> _RECORDS SUPPLIED_:
+++++

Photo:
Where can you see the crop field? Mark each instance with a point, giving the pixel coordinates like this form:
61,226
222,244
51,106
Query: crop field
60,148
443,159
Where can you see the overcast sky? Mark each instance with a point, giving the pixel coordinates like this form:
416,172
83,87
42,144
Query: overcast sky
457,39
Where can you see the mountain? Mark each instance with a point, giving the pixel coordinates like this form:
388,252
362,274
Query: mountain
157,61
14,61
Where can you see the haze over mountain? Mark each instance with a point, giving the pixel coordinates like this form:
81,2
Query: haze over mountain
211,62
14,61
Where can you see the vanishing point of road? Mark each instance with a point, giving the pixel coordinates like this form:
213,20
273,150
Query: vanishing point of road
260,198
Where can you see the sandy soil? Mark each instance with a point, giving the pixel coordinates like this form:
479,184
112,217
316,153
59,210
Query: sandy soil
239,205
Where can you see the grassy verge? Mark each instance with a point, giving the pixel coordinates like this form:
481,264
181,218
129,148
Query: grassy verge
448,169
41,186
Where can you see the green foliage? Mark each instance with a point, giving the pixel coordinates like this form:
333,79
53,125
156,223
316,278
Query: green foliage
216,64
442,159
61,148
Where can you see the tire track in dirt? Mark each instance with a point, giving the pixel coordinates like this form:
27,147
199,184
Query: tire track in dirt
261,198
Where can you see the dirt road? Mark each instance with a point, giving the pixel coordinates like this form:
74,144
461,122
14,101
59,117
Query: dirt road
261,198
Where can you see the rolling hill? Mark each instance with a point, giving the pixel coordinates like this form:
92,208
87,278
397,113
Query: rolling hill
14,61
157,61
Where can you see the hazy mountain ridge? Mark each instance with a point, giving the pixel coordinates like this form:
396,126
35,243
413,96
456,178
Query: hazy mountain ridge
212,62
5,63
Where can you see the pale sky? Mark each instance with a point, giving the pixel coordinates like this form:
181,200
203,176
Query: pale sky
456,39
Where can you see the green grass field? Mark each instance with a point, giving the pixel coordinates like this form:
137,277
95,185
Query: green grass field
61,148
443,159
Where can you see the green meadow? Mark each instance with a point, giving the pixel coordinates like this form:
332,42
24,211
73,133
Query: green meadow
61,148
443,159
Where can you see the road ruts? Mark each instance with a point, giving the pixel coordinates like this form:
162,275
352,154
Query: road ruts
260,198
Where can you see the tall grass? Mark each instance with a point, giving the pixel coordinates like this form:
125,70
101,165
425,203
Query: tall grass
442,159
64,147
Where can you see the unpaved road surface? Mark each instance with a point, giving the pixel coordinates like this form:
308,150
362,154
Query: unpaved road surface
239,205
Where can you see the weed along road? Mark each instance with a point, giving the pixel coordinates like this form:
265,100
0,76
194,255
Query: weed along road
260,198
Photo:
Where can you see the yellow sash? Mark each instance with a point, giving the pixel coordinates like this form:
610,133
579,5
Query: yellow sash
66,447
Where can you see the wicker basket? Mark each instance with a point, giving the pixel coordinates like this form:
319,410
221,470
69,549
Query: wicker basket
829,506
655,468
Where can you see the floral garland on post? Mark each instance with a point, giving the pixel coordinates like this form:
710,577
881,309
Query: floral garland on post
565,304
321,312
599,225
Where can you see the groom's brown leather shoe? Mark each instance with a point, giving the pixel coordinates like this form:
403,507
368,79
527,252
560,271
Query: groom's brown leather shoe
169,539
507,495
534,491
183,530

+++++

> _SET TASK_: Exactly as written, please output every entry.

> _RESPONSE FOR THIS EXERCISE_:
Photo:
Where can you see the crop field? Mark each instance with a point, giving the pixel coordinates like this form:
61,226
222,244
51,106
Query: crop field
60,148
443,159
Where can you see the overcast sky? Mark each instance with a point, giving the pixel coordinates like this form:
416,172
83,87
42,144
Query: overcast sky
457,39
Where can you see the mountain? Mark each instance with a point, giving the pixel coordinates like this form:
388,252
362,274
Query: mountain
157,61
14,61
Where can you see the haze over mountain? Mark each instance with a point, giving the pixel coordinates like this form:
81,2
Query: haze over mountain
211,62
14,61
Where can you see the vanishing point of road? Mark each instance with a point, giving the pixel coordinates like this form:
213,20
273,150
Query: vanishing point of road
260,198
Where can you see the sandy soil? Mark each instance with a point, giving the pixel coordinates like this form:
479,184
112,217
316,153
59,210
Query: sandy soil
239,205
Where can you see the grassy verge? Mark each instance with a point, giving the pixel coordinates like this form:
481,264
181,218
129,148
Query: grassy verge
448,169
41,186
Where can you see the green foliage? Mark each instance with a point, giving the pixel coordinates like this form:
333,79
53,125
156,223
316,278
Query: green foliage
216,64
442,159
61,148
Where can you see the tire track in dirt? Mark each instance with a point, giving the pixel coordinates like this form:
27,147
199,184
Query: tire track in dirt
261,198
Where can you see the dirt road? Mark each instance with a point, giving the pixel coordinates like this form:
74,144
461,122
14,101
59,117
Query: dirt road
261,198
Where can you see the rolling hill? Mark each instance with a point, giving the pixel coordinates like this form:
92,208
87,278
397,113
Query: rolling hill
14,61
157,61
Where can you see the hazy mountain ridge? Mark each instance with a point, giving the pixel coordinates like this form:
396,126
35,243
413,96
456,178
Query: hazy mountain ridge
212,62
5,63
Where can you see the pale sky? Mark each instance with a point, giving the pixel coordinates like this form:
181,200
203,176
Query: pale sky
456,39
Where can you see the green grass field? Mark each instance with a point, giving the pixel coordinates like this form:
137,277
95,185
Query: green grass field
61,148
443,159
Where can you see the green meadow? Mark each instance with a point, giving the pixel coordinates like this form:
332,42
24,211
73,133
Query: green meadow
61,148
443,159
Where can you see the road ruts? Mark each instance with a point, giving the pixel coordinates like this form:
162,275
352,154
Query: road ruts
260,198
Where can you see the tall grass? Mark each instance with a point, giving the pixel coordinates like this form:
125,70
101,165
425,203
Query: tall grass
442,159
64,147
Where can you see the unpaved road surface? Mark each instance with a point, giving the pixel coordinates like this form:
308,150
362,154
Query: unpaved road surface
239,205
Where can you see the weed along road? Mark each instance with a point, giving the pixel coordinates like this form:
265,100
0,76
194,255
Query: weed along road
260,198
Photo:
Where can you see the yellow sash? Mark each instance with a point, giving the pixel coordinates like this form:
610,133
579,5
Query: yellow sash
66,447
Where can you see the wicker basket? Mark each instance with a point, giving the pixel coordinates like this form:
319,410
221,470
69,549
Query: wicker basket
829,506
655,468
Where can you see the floral garland on post? Mark each instance with a point, giving the pixel coordinates like this form:
710,577
881,309
Query: floral garland on post
565,304
321,312
599,225
Where can you see the groom's brown leather shoe? Mark each instance with a point, giving the pixel coordinates like this form:
403,507
368,79
527,252
560,271
Query: groom's brown leather shoe
169,539
507,495
534,491
183,530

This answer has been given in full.